**EXTRACT TO READ:**
-- begin --

Daniel Esty and Andrew Winston’s Green To Gold is a detailed look at the link between environmental strategy and competitive advantage. It is an ambitious book, seeking to reframe green issues as a way for businesses to drive success. This contrasts with green choices being things that are done out of a sense of duty. I appreciate this overall framing. It isn’t always possible to do well by doing good, but let’s point out when this happens to encourage more of it.
Leveraging Big Firm’s Power For Good
Big firms have the potential to do some bad things on a massive scale. It isn’t hard to think of examples of big firms with negative impacts (see below). Still, the power of companies can also be used to make the world better. The authors note that large firms can move their supply chains. A big firm buying more environmentally friendly items can change a market. Their suppliers have to get on board, this shows it is possible, and so the whole industry can change for the better. This certainly doesn’t always happen but Esty and Winston are glass-half-full sort of people. They want more of the good things and think the best way to get this is to note that good things do already happen in the world.
Environmental Regulation And Better Business
Smart companies do not see regulators as enemies. Instead, they work with governmental officials to shape incentives and create successful environmental programs.

-- end --

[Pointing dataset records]
-- begin --

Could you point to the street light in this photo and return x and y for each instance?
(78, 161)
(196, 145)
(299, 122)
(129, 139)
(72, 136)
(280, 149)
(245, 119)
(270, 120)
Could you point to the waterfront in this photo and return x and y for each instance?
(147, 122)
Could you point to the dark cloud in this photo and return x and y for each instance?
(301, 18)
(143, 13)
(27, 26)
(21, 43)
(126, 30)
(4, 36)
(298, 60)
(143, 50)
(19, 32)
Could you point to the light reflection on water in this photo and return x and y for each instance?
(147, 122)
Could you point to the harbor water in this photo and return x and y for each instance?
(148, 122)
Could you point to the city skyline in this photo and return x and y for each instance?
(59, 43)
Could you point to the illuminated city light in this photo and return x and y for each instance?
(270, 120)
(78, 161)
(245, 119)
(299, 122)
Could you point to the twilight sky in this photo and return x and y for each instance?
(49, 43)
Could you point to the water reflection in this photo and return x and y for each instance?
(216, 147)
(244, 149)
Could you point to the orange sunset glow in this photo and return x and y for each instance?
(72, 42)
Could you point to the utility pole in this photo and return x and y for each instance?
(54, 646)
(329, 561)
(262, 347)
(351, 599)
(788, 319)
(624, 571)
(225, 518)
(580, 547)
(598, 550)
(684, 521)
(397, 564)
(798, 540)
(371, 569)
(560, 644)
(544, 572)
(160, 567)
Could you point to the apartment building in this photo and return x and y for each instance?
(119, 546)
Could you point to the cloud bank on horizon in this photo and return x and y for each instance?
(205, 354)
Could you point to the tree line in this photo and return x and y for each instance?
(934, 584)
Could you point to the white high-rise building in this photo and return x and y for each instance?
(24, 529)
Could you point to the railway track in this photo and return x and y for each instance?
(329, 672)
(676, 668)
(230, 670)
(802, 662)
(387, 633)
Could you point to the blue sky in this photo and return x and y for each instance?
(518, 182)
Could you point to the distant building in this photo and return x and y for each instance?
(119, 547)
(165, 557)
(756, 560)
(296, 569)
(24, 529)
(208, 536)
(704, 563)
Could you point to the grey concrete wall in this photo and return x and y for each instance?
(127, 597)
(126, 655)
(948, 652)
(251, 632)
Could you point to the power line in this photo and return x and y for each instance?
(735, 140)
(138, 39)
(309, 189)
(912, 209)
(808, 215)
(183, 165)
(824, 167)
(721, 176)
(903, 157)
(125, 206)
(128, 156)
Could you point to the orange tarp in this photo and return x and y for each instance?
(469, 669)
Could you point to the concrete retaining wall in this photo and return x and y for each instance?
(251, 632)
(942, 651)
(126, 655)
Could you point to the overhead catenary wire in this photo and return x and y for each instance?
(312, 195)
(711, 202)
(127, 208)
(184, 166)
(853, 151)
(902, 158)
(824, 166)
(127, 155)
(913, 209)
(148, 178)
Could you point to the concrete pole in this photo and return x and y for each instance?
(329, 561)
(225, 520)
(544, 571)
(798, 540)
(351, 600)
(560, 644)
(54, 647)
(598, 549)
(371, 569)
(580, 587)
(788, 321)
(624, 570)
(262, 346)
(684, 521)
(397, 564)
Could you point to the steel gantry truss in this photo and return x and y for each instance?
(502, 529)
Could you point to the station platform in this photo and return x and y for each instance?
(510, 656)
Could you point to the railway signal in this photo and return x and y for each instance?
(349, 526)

-- end --

**THINGS TO DO:**
a) Answer these questions from the review of Green To Gold.
(i) Who wrote Green To Gold?
(ii) According to the authors, what can large firms move?
(iii) How do smart companies deal with regulators?
b) Extract the passage of the Green To Gold review starting with "Environmental Regulation And" and going on through "successful environmental programs.".

**EXPECTED OUTPUTS:**
a)
(i) Daniel Esty and Andrew Winston.
(ii) Their supply chains.
(iii) They don't see them as enemies. Instead, they work with governmental officials to shape incentives and create successful environmental programs.

b)
Environmental Regulation And Better Business
Smart companies do not see regulators as enemies. Instead, they work with governmental officials to shape incentives and create successful environmental programs.